SELECTED PASSAGE:
● ● ● ● ●

1.3  When the PCC does invoke an inquiry, as it did after the conviction of Clive Goodman (the royal correspondent at the News of the World), its powers are limited and its remit narrow. In that inquiry, for example, it did not interview Goodman's editor, Andy Coulson, and focused almost all its attention on the News of the World, even though the Information Commissioner had given evidence to the PCC showing hundreds of journalists were using subterfuge to gather confidential personal information (from "What Price Privacy?" and "What Price Privacy Now? ", ICO).
1.4  Not working within a news organisation it is very difficult to judge whether any changes have been made as a consequence of the McCann coverage. There have been, however, no obvious public changes made as a consequence. Indeed in the case of the Daily Express, "Madeleine McCann" remains the most searched for term on Express's website, despite the fact that many of the Express' McCann articles had to be removed because they were defamatory.

● ● ● ● ●

ENTRIES PROVIDED:

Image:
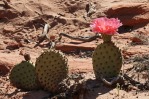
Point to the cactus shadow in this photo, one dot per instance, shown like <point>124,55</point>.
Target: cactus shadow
<point>96,89</point>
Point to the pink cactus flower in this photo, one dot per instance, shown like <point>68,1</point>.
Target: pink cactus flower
<point>108,26</point>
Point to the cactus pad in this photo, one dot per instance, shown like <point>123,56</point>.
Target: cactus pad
<point>23,76</point>
<point>107,60</point>
<point>51,69</point>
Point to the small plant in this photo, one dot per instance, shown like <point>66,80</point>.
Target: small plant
<point>107,58</point>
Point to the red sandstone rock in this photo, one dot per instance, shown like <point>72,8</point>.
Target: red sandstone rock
<point>130,14</point>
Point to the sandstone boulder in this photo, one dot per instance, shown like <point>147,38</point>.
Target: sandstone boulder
<point>131,14</point>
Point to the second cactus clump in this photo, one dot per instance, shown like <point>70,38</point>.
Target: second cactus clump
<point>51,69</point>
<point>107,58</point>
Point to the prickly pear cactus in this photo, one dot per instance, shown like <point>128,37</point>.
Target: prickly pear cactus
<point>107,59</point>
<point>23,76</point>
<point>51,69</point>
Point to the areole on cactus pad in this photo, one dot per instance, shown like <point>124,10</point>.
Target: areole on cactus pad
<point>107,58</point>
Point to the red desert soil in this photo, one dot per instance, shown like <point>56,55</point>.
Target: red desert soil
<point>21,21</point>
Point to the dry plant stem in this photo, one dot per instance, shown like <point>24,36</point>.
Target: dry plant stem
<point>113,82</point>
<point>89,39</point>
<point>10,6</point>
<point>43,36</point>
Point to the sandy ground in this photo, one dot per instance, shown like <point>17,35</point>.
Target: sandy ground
<point>24,20</point>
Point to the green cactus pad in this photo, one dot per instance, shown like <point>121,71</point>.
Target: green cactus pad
<point>23,76</point>
<point>107,60</point>
<point>51,68</point>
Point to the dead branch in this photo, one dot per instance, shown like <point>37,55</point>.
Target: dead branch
<point>88,39</point>
<point>113,82</point>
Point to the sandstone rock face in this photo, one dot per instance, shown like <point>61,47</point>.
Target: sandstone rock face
<point>130,14</point>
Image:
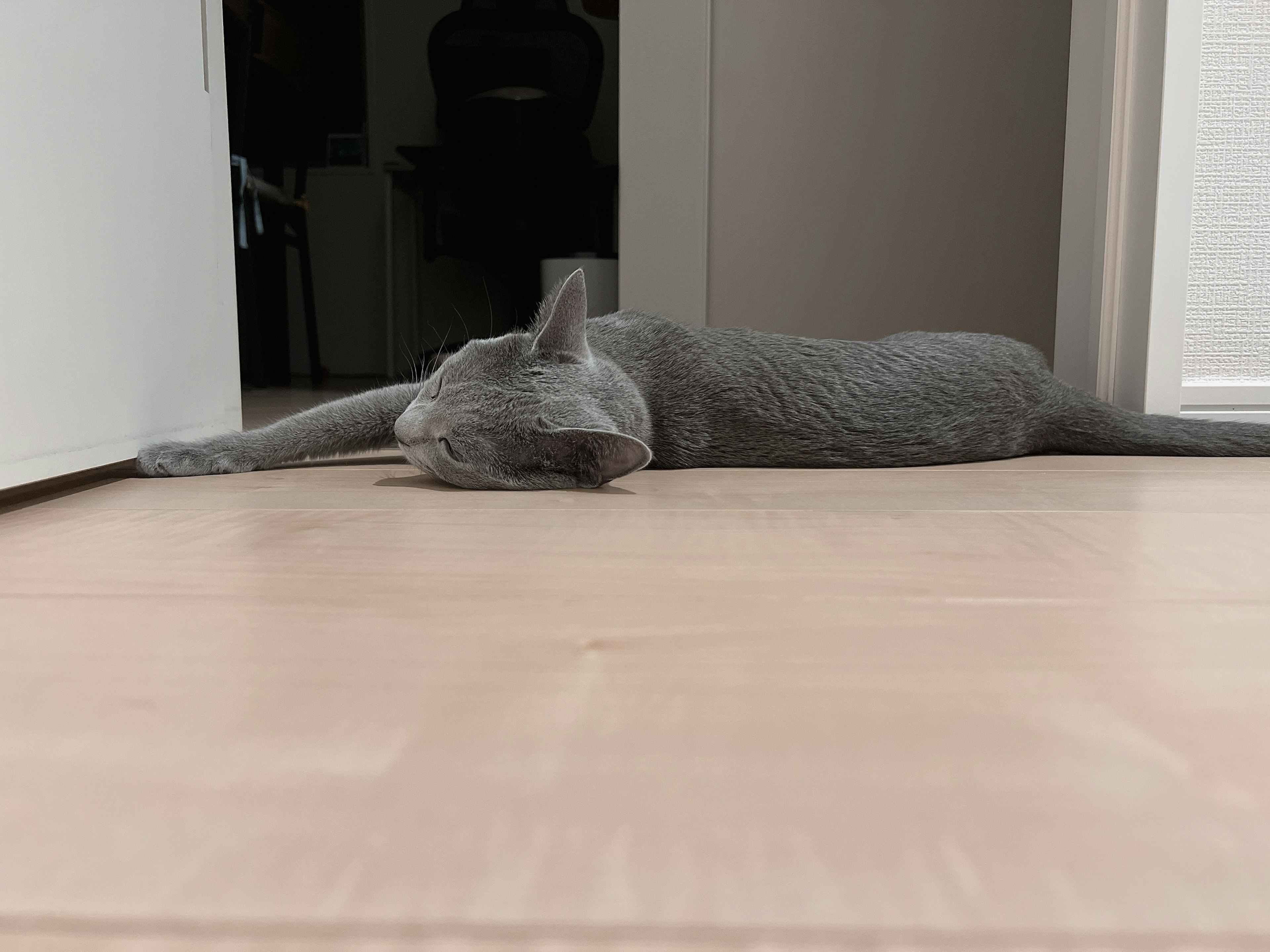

● ● ● ● ●

CHALLENGE:
Summarize the passage on the PCC and the McCann coverage in two sentences.

WRITTEN SOLUTION:
The PCC's inquiry after the conviction of Clive Goodman had limited powers and a narrow remit: it did not interview his editor, Andy Coulson, and focused almost entirely on the News of the World, even though the Information Commissioner had given it evidence that hundreds of journalists were using subterfuge to gather confidential personal information. No obvious public changes have followed the McCann coverage, and "Madeleine McCann" remains the most searched-for term on the Daily Express website, although many of the Express's McCann articles had to be removed because they were defamatory.